Task statement: Copy the result of filtering the entries below for lines that include the string "grassy".

Data excerpts:
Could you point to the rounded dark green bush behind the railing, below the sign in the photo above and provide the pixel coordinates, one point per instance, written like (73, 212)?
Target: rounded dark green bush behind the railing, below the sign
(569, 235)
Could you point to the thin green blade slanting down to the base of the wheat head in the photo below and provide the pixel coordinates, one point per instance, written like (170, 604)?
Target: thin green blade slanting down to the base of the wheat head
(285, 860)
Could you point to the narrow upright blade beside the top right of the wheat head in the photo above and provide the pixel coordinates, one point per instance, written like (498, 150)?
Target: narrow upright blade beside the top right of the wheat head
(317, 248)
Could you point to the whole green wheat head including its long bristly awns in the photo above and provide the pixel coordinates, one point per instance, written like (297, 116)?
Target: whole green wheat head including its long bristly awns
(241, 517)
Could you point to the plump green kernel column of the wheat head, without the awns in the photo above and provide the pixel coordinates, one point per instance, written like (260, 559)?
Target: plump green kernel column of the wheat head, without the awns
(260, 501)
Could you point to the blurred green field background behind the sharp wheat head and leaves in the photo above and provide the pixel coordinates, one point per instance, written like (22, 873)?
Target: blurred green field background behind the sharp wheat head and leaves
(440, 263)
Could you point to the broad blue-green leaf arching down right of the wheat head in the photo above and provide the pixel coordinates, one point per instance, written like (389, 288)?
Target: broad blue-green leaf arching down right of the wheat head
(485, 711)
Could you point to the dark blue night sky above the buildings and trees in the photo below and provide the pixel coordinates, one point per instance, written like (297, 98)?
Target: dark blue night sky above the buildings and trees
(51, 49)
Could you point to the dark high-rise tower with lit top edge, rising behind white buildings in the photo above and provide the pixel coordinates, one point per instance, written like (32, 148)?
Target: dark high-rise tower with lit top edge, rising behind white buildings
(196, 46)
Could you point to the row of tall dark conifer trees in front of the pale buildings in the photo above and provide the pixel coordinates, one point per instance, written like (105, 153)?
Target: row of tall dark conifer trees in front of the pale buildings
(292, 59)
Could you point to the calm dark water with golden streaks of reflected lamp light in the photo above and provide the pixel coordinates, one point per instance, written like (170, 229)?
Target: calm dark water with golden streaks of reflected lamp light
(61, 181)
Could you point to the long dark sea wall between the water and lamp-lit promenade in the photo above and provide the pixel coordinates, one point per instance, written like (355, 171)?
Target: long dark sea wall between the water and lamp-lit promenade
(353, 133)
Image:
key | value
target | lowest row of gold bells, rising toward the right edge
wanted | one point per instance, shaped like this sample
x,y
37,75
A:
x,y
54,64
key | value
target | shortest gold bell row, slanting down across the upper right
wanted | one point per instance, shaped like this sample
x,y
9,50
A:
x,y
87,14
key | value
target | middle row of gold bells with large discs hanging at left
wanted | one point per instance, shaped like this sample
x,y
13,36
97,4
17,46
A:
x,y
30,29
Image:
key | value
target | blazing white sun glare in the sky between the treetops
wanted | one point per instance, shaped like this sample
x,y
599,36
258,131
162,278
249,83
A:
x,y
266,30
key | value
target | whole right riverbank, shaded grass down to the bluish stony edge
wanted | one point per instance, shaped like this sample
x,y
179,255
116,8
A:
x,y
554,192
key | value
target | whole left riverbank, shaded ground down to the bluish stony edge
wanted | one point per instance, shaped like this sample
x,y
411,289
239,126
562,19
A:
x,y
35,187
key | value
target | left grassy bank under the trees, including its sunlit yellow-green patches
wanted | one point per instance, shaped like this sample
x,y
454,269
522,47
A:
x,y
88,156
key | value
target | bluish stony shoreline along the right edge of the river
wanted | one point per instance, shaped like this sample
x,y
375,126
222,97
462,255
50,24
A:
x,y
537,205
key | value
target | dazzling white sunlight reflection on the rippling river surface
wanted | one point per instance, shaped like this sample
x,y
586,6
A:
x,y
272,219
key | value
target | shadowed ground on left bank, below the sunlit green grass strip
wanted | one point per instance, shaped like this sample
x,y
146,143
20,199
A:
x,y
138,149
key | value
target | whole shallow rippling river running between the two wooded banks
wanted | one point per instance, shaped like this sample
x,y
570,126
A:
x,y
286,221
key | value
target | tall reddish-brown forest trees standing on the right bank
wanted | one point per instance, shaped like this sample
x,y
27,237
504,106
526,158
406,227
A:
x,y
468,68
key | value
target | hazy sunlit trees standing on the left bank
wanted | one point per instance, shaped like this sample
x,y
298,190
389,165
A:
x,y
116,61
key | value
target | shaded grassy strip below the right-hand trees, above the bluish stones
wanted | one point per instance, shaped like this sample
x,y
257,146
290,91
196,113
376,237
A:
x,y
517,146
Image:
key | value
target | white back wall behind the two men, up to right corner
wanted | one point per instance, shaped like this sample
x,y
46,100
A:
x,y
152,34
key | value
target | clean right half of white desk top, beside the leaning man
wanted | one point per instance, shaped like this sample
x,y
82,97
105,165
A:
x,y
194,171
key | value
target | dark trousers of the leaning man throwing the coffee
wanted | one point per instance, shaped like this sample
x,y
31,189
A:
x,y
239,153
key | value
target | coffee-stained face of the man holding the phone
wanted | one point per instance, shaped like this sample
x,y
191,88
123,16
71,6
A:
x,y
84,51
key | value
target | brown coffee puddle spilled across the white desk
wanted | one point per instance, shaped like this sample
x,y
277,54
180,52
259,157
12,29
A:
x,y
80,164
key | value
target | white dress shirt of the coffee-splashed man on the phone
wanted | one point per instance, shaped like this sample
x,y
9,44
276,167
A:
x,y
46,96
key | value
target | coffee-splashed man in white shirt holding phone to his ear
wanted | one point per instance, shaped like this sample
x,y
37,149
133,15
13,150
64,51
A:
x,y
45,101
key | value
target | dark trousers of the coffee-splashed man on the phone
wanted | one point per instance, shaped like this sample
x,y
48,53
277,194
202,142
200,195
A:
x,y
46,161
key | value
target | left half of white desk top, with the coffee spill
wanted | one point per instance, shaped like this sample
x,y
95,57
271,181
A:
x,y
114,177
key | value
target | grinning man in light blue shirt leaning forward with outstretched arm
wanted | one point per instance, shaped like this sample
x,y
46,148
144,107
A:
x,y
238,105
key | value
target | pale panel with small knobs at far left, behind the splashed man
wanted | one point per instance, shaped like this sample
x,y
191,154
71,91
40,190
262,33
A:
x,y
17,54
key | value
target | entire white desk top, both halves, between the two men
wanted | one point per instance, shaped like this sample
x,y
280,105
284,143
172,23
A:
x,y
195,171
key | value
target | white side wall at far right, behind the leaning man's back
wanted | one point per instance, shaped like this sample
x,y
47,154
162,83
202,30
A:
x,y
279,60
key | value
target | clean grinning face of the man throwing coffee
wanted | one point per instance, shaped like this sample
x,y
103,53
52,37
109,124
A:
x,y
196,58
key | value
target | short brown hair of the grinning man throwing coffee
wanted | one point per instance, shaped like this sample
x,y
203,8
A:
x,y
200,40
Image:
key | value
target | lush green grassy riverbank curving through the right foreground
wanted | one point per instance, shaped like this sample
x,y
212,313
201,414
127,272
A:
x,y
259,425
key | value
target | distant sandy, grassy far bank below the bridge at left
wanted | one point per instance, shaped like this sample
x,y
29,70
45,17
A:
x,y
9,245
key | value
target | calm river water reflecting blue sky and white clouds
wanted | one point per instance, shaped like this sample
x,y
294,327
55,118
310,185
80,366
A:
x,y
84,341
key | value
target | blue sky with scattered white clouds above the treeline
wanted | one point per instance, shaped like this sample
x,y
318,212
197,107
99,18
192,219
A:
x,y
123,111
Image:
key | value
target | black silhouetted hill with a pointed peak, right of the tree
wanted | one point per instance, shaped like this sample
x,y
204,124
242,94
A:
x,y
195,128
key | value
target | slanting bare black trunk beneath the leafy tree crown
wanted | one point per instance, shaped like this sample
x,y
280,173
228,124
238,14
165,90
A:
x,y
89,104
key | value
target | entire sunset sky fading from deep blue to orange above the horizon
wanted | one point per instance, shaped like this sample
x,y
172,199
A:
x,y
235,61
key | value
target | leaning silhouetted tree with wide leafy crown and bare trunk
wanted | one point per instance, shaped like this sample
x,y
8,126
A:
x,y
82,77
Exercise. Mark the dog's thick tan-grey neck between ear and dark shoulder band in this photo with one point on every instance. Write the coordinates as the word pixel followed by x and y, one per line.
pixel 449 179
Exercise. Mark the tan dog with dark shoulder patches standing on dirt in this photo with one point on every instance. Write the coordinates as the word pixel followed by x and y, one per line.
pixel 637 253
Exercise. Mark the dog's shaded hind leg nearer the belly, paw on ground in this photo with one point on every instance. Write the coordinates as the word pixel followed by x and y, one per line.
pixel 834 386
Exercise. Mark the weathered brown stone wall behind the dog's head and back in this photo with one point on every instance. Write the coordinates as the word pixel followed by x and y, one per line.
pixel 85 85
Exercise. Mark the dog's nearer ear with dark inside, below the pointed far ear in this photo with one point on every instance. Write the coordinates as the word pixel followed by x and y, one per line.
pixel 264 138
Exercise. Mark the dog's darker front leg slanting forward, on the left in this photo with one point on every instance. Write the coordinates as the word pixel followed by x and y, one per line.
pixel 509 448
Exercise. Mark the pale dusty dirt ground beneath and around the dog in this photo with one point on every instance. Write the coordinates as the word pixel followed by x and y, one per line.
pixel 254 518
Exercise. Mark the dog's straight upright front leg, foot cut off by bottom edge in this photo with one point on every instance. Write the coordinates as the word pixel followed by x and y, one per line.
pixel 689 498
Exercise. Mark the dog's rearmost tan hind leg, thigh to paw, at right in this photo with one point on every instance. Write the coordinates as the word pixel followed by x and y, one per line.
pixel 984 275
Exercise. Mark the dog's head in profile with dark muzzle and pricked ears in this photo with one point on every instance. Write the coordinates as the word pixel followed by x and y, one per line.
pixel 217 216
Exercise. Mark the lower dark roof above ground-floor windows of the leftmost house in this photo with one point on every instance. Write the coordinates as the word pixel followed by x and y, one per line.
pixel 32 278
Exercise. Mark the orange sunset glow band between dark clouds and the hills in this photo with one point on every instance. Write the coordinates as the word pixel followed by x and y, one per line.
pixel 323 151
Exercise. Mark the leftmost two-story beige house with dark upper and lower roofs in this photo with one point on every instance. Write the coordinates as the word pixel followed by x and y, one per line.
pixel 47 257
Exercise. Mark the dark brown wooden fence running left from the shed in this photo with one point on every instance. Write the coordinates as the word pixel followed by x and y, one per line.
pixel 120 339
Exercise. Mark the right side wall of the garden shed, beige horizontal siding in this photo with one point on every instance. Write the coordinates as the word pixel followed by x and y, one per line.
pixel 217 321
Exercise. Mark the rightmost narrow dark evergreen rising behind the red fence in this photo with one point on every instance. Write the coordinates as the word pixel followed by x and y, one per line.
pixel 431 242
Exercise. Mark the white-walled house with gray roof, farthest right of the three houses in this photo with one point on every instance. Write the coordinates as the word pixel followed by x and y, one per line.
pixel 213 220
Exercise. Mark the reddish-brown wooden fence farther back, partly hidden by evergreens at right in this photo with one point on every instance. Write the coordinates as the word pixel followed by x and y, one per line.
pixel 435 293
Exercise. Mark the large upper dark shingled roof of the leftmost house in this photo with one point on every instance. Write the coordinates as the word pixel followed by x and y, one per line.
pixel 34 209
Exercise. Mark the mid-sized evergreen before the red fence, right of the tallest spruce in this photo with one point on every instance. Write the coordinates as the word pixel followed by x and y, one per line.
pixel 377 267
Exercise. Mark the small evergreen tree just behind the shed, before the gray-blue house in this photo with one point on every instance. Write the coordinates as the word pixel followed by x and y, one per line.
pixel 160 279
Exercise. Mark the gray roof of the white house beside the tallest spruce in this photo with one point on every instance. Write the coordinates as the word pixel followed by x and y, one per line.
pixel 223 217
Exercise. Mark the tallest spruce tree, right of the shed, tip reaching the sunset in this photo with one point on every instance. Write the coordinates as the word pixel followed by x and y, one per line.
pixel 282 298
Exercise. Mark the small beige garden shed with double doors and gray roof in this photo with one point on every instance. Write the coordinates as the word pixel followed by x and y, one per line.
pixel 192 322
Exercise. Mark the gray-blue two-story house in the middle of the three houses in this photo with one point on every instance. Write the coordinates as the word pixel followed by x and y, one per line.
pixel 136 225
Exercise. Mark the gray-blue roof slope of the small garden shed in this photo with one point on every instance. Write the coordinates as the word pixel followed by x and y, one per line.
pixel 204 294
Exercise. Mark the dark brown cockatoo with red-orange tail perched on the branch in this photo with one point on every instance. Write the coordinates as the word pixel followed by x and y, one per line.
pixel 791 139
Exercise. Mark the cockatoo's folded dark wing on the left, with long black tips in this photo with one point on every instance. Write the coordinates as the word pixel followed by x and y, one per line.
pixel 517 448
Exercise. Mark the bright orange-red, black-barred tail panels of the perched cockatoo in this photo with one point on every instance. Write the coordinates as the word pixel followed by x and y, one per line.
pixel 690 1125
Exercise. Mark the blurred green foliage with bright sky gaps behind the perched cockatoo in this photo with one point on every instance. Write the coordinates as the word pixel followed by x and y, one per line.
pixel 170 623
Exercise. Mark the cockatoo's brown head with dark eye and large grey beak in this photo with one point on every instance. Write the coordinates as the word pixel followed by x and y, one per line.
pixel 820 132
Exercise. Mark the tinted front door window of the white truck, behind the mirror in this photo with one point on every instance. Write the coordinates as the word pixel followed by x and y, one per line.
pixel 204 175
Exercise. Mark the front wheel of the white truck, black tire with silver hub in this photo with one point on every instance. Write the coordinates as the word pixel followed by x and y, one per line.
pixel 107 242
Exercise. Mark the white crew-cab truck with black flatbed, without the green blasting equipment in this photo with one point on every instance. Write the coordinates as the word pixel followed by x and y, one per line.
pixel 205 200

Solution to this task:
target | left grassy bank under the trees, including its sunlit yellow-green patches
target | shaded grassy strip below the right-hand trees, above the bluish stones
target | lush green grassy riverbank curving through the right foreground
target | distant sandy, grassy far bank below the bridge at left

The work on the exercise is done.